• **WHAT IS EXPECTED**
I need the records below restated word for word, without their pictures.

Photo-based referring expression data
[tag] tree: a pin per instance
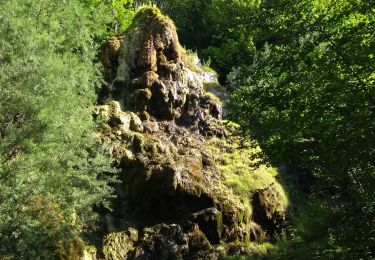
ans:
(308, 98)
(51, 164)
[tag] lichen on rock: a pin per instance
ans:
(186, 183)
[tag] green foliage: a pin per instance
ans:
(51, 165)
(113, 16)
(244, 174)
(308, 98)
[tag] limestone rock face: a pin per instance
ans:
(173, 191)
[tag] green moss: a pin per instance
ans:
(147, 14)
(213, 97)
(213, 87)
(242, 169)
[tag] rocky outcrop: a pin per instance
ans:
(174, 199)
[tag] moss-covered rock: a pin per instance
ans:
(187, 183)
(119, 245)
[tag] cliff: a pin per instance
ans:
(189, 187)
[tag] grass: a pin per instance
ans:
(243, 171)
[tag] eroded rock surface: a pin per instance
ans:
(174, 199)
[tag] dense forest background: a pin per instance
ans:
(301, 75)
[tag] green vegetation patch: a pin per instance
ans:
(243, 171)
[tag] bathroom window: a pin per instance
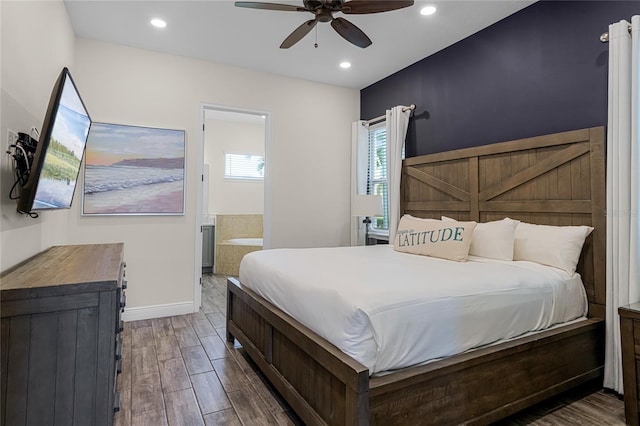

• **SOLUTION TO THE PROBLEM**
[tag] tree: a pin per instance
ans:
(308, 98)
(51, 164)
[tag] lichen on rock: a pin per instance
ans:
(186, 183)
[tag] green foliage: a pin per instance
ans:
(51, 165)
(113, 16)
(244, 174)
(308, 98)
[tag] limestone rock face: a pin per instance
ans:
(173, 191)
[tag] green moss: a pin per instance
ans:
(147, 14)
(213, 97)
(213, 87)
(242, 169)
[tag] rocky outcrop: a pin per instance
ans:
(174, 199)
[tag] moss-covered rock: a pin per instance
ans:
(187, 183)
(119, 245)
[tag] cliff: a pin per instance
ans:
(189, 187)
[tag] grass: a pin per instance
ans:
(243, 171)
[tag] eroded rock surface: a pin per instance
ans:
(174, 199)
[tag] dense forest background: a pin per instance
ans:
(301, 75)
[tag] green vegetation patch: a pin per instance
ans:
(243, 171)
[tag] bathroom window: a pin per instance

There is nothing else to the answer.